## Document extract
****

So again, it really depends on what it is and what you put in on. What we've counseled is, be selective. You can test it. So they really wanted it to work, Amazon really wanted it to work. And when you think about it, it makes total sense. It's like, why let PayPal get all of the fees that they could have?

So test it out, and we did. It's okay. I think, again, it comes down to... I looked at it this way, it's a little bit desperate from a D2C perspective if you do. It's like, "I don't care, I just want to sell it." That's what I interpreted the feature as. Just for the love of God, let's go, let's go, let's go.

Crystal Carter:

Throw everything at it and see what sticks.

Elizabeth Marsten:

It doesn't hurt. I mean, when-

Mordy Oberstein:

Sometimes that's just what it is.

Elizabeth Marsten:

When Buy with Google came out... Because they just announced that they're going to subset that marketplace, right?

Mordy Oberstein:

Well, they just got rid of it.

Elizabeth Marsten:

So I was there for the 2013, was that when that... '15? '15 when they first came out with the buy button. And they didn't want us to call it that, but that's what it was. And then we said, "Is it the Google marketplace?" And they said, "Don't call it that. It's Buy with Google." Whatever. It went through four name iterations.

****

## Dataset rows
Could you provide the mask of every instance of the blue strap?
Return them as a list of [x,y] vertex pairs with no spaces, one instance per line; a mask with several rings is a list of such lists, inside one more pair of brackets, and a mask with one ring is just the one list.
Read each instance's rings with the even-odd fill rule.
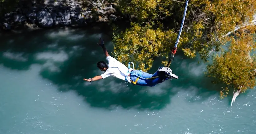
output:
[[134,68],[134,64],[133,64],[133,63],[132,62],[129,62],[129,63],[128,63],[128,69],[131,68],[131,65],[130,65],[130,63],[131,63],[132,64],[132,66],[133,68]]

****

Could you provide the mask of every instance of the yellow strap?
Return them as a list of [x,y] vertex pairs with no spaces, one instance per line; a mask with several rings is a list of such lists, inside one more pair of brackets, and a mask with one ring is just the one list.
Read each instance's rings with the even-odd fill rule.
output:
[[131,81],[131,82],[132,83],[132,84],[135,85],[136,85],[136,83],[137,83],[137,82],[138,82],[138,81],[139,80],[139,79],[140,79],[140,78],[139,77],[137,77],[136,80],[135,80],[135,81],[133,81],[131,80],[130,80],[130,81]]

****

## Requirements
A – Decide whether each statement agrees with the transcript: (i) Amazon really wanted the feature to work; (ii) Buy with Google went through three name iterations; (iii) Google asked that Buy with Google not be called the Google marketplace. For each, answer yes or no and quote the deciding words from the transcript.
B – Write out the part of the transcript that opens with the words containing "So I was there" and closes with "four name iterations.".
The material comes from a different source than the transcript.

## Outputs by task
A –
(i) Yes: "Amazon really wanted it to work."
(ii) No: "It went through four name iterations."
(iii) Yes: "Don't call it that. It's Buy with Google."

B –
So I was there for the 2013, was that when that... '15? '15 when they first came out with the buy button. And they didn't want us to call it that, but that's what it was. And then we said, "Is it the Google marketplace?" And they said, "Don't call it that. It's Buy with Google." Whatever. It went through four name iterations.